▶ _ISTRUZIONE_: Stampa senza alcuna modifica il passo del commento sulla V domenica di Pasqua da "Domenica 3 maggio 2015Gesù" a "(francescogaleone@libero.it)".

=== SEZIONE DEL DOCUMENTO ===

Domenica 3 maggio 2015 V domenica di Pasqua (B)

Domenica 3 maggio 2015Gesù che parla alla gente

V domenica di Pasqua (B)

Il regno di Dio tra crescita e tensioni

“Commento di don Franco Galeone”

(francescogaleone@libero.it)

 

Rimanete in me ed io in voi!

Il vero uomo non si manifesta solo nella sua produzione (homo faber), meno ancora nei suoi prodotti. I bisogni dell’uomo sono epifania dell’uomo come bisogno, dell’uomo come invocazione, dell’uomo come domanda circa il senso radicale della sua esistenza. Non di solo pane vive l’uomo! Oggi siamo arrivati ad un punto delicato della crisi. O l’uomo diventa la misura delle cose, o le cose diventano la misura dell’uomo. Avere o essere? Ecco il quesito di fondo! Oggi tutti comprendiamo, almeno in teoria, che occorrono il progresso ma anche la promozione, il correre ma anche il crescere, l’ominizzazione ma anche l’umanizzazione. Il progresso, il correre, l’ominizzazione si muovono nella sfera dell’avere. La promozione, il crescere, l’umanizzazione, in quella dell’essere. Il progresso senza la promozione diventa un regresso a quella che G. B. Vico chiamava “barbarie riflessa”. Non si sceglie veramente per l’uomo, se non si sceglie tutto l’uomo. Se la nostra civiltà diventa senza cultura, avremo una nuova versione della coscienza infelice, che Hegel non poteva neppure immaginare. Perciò è necessario un umanesimo teocentrico. “Restate in me! Senza di me, non potete fare nulla!”.

=== DATI REGISTRATI ===

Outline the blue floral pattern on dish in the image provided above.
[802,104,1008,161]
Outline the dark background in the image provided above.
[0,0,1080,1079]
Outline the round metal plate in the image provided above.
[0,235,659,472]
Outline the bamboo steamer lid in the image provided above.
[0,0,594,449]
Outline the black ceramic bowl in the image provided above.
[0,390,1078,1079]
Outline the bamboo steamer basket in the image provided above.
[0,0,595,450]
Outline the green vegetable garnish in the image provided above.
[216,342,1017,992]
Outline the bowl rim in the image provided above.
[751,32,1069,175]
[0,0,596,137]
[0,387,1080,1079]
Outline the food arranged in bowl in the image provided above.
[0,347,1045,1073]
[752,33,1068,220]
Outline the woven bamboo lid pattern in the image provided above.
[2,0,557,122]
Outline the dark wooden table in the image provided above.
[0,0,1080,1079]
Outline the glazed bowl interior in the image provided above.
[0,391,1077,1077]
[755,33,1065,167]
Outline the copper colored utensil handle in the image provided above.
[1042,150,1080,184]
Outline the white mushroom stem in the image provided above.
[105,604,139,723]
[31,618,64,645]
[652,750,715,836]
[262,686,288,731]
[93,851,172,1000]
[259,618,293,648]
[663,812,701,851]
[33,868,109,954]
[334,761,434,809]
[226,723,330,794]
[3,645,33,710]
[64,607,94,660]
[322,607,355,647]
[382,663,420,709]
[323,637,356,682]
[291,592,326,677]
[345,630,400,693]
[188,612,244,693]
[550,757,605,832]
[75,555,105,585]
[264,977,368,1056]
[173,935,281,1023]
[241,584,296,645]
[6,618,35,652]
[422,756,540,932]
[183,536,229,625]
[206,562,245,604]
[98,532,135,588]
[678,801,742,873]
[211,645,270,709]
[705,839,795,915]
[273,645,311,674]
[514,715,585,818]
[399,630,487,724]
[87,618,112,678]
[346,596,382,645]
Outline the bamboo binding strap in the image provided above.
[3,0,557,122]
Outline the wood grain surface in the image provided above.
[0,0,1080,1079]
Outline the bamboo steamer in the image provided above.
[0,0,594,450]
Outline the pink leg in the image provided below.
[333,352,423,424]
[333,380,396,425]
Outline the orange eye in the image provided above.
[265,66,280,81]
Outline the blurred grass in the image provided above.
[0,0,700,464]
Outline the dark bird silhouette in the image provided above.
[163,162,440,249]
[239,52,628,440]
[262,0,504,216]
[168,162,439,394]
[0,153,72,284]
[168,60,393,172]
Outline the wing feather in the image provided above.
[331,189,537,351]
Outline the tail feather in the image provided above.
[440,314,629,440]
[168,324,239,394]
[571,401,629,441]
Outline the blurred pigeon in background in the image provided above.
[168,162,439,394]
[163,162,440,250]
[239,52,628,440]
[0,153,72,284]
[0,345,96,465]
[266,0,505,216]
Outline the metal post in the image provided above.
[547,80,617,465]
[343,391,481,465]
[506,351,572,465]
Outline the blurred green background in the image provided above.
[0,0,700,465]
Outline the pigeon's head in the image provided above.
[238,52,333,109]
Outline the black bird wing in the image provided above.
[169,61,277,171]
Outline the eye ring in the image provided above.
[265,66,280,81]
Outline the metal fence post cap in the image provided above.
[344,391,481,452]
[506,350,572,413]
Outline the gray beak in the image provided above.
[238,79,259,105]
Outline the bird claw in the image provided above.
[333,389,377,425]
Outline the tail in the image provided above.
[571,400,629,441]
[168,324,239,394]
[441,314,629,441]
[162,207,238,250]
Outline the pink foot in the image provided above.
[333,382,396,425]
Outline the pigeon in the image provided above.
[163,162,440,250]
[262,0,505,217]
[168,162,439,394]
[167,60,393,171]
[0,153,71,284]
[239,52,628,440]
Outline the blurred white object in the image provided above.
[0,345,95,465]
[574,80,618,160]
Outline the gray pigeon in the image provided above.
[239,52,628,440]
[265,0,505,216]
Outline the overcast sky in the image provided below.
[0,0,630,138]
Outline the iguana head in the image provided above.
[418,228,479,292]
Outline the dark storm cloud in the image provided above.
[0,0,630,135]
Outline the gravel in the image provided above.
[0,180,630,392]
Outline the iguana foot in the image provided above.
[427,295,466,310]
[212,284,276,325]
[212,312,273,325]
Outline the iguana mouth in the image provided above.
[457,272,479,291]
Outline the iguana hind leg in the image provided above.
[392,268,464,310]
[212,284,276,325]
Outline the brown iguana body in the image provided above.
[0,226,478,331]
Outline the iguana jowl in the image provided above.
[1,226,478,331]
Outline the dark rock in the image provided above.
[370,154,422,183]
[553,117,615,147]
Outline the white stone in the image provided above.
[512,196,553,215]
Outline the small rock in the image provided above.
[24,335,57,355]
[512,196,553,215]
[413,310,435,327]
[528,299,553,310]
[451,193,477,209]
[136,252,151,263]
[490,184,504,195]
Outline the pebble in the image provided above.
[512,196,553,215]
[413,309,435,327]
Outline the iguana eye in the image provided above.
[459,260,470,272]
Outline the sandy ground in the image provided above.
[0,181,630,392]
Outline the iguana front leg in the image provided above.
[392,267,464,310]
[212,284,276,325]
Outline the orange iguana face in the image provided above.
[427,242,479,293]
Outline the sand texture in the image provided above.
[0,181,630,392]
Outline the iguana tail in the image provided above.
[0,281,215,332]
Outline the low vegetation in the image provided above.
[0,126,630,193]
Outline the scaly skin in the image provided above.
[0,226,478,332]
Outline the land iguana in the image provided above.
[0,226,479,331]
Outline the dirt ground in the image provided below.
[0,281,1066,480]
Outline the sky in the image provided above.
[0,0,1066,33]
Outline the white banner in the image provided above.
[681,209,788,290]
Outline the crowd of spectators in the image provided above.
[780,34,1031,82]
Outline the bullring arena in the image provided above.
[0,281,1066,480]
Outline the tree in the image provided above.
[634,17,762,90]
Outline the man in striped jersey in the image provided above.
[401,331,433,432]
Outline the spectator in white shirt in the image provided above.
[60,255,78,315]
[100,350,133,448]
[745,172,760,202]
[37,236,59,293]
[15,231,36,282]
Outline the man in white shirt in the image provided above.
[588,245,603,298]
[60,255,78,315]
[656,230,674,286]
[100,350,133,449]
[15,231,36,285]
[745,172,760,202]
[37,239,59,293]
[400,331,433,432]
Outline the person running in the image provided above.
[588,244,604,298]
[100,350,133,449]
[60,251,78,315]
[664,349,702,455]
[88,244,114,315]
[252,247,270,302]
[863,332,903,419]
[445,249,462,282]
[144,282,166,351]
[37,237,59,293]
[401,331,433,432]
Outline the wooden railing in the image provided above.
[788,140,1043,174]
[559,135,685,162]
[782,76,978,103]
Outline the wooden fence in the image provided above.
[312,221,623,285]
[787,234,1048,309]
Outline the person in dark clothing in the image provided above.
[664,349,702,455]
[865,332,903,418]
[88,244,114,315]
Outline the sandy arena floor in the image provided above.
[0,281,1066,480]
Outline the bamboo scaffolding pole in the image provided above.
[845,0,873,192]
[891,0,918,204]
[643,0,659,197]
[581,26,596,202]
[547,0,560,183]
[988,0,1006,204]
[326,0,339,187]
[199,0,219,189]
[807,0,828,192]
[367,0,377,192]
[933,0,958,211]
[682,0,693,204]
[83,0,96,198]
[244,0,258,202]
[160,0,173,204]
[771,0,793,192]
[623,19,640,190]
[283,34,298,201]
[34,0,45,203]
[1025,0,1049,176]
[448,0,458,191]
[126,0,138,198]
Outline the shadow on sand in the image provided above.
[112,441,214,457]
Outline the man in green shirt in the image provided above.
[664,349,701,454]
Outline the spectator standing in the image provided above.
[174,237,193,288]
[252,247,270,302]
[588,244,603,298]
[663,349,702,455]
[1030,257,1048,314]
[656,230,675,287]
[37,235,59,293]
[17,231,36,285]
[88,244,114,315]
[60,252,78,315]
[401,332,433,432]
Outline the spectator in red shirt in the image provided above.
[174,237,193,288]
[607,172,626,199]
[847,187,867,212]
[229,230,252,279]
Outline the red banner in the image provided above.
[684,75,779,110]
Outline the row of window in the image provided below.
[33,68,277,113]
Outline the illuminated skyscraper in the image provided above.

===

▶ _RISPOSTA DELL'ESERCIZIO_:
Domenica 3 maggio 2015Gesù che parla alla gente

V domenica di Pasqua (B)

Il regno di Dio tra crescita e tensioni

“Commento di don Franco Galeone”

(francescogaleone@libero.it)